> [WHAT THE TASK REQUIRES]: Reproduce the records below, word for word, from the line containing "Each instance of the girl's eye" through the line containing "[(328, 217), (265, 223)]", both lines included.
#####
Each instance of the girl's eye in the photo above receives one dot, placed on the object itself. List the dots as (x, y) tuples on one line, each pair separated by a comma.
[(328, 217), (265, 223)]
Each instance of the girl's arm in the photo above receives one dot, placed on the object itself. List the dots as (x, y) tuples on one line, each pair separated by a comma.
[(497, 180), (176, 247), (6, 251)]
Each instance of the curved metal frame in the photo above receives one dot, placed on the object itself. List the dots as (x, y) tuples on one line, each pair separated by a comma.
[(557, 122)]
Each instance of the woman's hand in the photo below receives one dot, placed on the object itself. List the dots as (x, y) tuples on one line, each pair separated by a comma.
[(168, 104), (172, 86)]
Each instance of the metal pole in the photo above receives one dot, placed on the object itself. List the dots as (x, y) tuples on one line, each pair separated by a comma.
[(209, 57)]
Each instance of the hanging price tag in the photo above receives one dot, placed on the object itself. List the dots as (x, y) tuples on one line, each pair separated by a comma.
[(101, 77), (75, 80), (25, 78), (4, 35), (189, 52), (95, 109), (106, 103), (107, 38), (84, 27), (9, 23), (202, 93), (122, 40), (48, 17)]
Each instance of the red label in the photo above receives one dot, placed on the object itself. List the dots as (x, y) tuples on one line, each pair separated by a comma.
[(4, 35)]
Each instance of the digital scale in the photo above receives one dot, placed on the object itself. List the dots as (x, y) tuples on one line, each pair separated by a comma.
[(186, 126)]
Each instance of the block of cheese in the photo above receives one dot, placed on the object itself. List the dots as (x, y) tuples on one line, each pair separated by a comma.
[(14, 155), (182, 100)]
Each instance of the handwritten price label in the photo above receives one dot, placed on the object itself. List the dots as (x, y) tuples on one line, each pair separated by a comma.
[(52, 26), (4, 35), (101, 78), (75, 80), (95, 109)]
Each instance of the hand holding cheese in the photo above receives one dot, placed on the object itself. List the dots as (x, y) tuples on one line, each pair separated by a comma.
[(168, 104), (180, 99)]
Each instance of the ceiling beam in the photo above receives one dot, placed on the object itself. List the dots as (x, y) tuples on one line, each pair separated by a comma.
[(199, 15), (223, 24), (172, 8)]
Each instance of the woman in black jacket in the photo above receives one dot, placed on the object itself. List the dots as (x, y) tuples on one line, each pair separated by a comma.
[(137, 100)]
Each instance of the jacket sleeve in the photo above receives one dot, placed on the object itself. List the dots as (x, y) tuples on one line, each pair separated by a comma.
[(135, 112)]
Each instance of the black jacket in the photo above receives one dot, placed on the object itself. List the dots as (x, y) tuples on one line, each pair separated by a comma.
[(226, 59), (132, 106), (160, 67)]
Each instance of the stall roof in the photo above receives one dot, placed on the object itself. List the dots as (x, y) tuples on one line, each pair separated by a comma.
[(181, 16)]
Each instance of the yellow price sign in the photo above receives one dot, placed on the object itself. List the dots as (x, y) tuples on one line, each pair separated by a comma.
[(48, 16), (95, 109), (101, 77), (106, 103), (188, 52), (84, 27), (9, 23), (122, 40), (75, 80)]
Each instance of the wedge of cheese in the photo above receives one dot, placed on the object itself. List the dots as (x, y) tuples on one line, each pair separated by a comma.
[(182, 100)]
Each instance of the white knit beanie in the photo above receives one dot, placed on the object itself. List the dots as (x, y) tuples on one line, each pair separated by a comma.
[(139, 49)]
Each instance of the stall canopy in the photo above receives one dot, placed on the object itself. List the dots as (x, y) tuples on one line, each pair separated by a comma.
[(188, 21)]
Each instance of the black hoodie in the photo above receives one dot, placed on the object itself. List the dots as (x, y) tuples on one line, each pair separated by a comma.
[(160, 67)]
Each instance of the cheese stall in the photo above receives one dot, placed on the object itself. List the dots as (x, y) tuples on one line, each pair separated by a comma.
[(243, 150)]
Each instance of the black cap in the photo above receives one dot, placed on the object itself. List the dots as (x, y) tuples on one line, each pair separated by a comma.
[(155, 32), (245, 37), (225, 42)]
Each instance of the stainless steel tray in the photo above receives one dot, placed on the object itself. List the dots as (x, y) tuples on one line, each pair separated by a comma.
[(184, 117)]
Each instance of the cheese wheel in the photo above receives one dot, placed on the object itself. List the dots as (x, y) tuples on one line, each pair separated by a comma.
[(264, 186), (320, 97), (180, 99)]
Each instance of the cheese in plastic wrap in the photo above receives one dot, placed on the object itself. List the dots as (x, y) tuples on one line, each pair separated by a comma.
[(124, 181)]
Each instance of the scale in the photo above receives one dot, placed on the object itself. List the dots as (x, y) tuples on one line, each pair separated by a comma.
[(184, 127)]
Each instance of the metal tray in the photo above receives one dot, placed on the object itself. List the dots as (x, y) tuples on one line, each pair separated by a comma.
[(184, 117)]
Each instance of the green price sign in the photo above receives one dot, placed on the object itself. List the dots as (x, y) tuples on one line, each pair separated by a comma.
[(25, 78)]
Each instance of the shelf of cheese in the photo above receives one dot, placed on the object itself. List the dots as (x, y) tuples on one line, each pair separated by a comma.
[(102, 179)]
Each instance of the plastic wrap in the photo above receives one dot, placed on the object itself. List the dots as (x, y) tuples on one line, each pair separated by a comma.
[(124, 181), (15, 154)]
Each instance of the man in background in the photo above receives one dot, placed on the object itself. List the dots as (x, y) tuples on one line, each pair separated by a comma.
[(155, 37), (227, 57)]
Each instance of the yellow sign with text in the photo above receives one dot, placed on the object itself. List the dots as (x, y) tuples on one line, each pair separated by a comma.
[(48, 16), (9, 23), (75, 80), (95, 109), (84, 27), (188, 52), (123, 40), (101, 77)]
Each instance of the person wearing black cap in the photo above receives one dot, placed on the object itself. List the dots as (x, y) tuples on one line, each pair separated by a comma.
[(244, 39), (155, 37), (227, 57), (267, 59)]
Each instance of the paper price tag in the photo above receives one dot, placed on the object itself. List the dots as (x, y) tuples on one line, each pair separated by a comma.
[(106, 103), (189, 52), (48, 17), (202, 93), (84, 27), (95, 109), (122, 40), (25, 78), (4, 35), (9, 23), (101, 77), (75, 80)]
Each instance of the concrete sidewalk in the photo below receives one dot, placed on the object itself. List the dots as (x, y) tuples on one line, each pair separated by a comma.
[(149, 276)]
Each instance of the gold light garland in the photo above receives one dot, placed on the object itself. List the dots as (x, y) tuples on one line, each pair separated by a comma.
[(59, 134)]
#####
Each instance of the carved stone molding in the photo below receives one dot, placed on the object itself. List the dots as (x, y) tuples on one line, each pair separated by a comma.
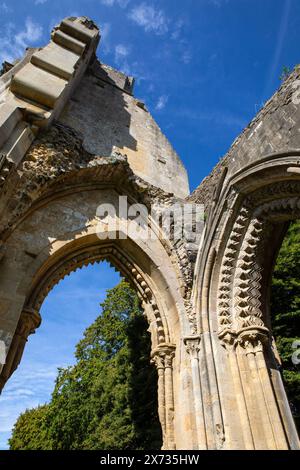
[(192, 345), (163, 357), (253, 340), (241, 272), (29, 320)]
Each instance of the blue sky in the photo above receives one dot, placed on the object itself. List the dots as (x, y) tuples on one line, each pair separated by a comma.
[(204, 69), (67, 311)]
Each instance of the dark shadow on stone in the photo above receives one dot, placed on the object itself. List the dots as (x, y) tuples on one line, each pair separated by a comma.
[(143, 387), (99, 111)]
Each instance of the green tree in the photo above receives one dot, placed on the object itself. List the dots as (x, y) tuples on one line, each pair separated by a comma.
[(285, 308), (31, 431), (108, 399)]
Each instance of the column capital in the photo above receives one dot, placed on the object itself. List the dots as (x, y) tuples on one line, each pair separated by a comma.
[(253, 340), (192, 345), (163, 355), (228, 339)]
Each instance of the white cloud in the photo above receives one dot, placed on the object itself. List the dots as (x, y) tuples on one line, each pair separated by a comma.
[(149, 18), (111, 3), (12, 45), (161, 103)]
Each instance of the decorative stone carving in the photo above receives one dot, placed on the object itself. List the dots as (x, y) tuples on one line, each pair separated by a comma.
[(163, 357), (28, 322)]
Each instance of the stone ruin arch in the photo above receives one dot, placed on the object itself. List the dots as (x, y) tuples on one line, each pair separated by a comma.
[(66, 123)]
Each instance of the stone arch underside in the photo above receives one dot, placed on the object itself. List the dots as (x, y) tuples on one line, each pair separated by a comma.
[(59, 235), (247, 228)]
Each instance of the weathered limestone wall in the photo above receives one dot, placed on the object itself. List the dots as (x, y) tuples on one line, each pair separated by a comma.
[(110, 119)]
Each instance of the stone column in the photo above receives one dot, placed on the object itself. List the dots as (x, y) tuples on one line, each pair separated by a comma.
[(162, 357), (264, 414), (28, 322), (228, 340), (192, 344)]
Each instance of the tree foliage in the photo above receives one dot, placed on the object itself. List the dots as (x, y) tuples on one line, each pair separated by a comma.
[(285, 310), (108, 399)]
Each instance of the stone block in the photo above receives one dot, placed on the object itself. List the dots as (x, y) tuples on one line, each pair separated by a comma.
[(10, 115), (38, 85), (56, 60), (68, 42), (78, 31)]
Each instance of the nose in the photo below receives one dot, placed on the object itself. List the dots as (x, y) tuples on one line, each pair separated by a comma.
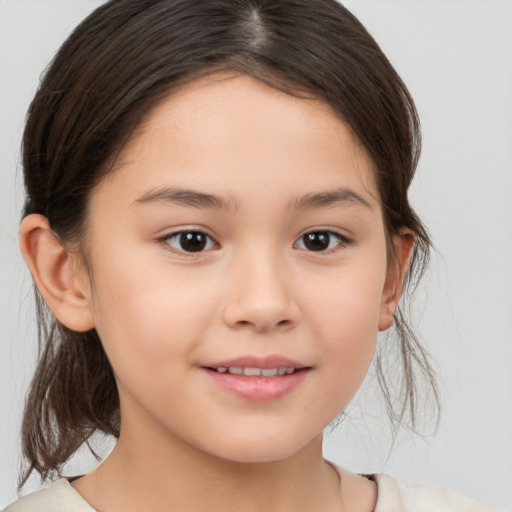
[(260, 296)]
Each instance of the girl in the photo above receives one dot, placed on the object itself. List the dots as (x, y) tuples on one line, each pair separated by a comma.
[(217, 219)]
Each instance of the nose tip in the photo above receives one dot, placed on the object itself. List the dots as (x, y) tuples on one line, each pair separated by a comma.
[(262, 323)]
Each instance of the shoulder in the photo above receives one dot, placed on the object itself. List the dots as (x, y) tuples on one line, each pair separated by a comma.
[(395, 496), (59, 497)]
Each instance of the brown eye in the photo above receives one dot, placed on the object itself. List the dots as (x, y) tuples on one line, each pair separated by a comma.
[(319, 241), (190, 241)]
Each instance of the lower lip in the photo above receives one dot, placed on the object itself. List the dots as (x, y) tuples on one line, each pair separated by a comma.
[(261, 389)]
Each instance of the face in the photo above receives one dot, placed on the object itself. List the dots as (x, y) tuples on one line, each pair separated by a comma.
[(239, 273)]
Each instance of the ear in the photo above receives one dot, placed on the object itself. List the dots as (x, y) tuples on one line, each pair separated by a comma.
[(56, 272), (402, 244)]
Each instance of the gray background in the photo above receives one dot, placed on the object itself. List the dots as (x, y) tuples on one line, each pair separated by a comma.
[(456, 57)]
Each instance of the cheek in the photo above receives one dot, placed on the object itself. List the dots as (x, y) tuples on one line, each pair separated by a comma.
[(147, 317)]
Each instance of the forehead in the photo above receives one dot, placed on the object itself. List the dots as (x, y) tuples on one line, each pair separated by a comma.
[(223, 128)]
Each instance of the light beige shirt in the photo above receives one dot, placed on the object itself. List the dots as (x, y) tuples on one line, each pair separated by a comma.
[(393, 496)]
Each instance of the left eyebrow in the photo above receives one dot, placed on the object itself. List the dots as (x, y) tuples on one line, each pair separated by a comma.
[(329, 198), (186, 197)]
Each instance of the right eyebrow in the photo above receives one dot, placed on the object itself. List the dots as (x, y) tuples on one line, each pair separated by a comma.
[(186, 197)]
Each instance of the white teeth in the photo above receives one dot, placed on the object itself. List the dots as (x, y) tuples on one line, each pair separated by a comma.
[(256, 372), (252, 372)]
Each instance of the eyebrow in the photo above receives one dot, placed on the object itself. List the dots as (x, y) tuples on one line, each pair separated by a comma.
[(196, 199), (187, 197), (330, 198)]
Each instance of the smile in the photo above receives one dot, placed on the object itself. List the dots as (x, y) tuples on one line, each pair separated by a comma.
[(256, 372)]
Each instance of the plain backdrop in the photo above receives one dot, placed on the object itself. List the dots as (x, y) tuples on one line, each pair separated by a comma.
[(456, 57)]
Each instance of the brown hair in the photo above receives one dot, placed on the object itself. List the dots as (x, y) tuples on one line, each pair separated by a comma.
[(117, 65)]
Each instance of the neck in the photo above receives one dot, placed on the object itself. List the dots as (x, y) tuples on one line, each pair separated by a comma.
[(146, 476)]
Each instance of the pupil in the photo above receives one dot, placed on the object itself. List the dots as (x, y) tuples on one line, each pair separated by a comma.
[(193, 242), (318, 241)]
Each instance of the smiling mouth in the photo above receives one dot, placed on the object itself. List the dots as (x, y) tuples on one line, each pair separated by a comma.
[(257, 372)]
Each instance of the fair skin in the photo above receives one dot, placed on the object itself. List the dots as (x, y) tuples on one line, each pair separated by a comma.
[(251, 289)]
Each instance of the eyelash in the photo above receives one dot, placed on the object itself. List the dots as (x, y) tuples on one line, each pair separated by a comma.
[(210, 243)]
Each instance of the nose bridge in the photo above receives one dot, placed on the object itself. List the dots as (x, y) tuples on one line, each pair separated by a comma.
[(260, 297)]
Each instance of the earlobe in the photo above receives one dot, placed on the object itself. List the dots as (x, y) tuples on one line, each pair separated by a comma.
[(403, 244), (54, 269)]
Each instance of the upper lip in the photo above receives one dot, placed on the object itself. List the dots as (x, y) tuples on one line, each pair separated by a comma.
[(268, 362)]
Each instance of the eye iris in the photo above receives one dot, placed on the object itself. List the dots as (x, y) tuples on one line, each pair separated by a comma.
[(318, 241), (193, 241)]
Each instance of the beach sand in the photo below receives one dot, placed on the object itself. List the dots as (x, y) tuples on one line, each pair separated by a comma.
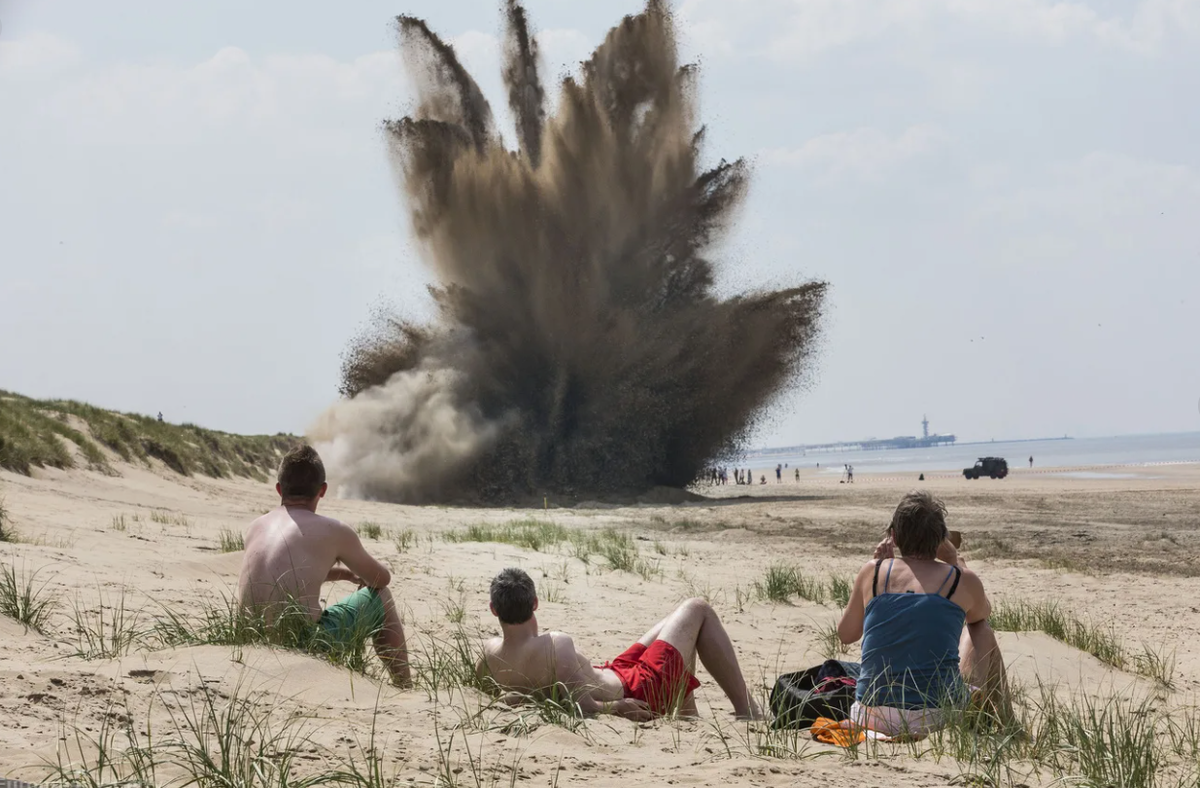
#####
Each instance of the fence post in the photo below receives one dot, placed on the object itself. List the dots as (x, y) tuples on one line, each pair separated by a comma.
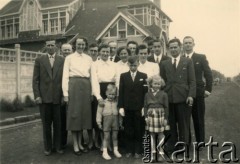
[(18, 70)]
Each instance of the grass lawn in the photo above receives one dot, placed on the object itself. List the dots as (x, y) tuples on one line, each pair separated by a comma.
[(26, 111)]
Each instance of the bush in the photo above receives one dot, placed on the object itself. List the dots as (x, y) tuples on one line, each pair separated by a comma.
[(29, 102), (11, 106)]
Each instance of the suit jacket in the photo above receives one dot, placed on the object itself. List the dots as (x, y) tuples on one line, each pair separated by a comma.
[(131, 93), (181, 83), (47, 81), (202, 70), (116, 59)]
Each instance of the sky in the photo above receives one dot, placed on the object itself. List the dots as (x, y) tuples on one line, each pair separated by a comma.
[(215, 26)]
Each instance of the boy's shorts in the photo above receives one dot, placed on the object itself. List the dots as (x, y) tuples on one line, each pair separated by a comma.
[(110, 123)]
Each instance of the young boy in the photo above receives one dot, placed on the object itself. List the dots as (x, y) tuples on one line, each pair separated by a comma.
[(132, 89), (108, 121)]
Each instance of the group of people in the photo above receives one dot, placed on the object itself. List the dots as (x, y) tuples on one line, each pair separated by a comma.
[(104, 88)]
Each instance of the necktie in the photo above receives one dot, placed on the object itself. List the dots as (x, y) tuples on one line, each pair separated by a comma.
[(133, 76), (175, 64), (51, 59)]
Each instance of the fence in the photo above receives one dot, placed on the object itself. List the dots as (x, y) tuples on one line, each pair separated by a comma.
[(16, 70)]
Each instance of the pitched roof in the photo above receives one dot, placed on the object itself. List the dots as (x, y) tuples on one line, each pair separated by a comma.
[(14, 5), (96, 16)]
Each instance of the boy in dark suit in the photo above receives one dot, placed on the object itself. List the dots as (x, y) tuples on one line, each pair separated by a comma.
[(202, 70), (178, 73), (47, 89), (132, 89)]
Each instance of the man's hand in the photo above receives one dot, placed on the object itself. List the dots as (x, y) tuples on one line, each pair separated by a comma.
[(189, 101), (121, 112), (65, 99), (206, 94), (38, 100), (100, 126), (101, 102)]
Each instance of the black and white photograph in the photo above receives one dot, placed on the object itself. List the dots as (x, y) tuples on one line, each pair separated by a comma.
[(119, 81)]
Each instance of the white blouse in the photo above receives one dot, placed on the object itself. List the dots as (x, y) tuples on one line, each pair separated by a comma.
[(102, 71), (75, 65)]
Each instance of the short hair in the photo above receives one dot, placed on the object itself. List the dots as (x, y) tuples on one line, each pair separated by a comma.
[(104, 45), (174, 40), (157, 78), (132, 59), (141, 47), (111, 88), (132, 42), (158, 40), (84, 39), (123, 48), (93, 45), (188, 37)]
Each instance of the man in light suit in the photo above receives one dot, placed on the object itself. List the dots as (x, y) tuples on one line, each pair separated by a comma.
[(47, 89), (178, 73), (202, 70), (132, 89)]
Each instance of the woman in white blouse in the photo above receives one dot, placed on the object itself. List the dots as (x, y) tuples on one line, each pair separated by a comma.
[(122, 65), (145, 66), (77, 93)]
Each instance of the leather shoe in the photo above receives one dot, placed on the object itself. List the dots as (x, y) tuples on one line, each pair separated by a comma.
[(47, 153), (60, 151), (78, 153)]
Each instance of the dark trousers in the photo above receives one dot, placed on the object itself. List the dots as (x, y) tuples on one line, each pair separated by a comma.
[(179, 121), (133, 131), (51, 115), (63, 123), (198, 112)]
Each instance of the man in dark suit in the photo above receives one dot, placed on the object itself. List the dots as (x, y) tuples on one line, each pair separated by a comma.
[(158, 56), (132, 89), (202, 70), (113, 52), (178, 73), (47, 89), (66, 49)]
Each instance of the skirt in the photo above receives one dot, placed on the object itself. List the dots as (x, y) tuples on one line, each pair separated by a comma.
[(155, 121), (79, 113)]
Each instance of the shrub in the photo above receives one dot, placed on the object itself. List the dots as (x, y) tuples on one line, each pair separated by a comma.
#####
> [RESPONSE TO THE TASK]:
Each instance of the girl's eye in the photo above receives one dot, placed on the object itself. List the dots as (x, y) tuples on one line, each pair separated by a comma.
[(328, 217), (265, 223)]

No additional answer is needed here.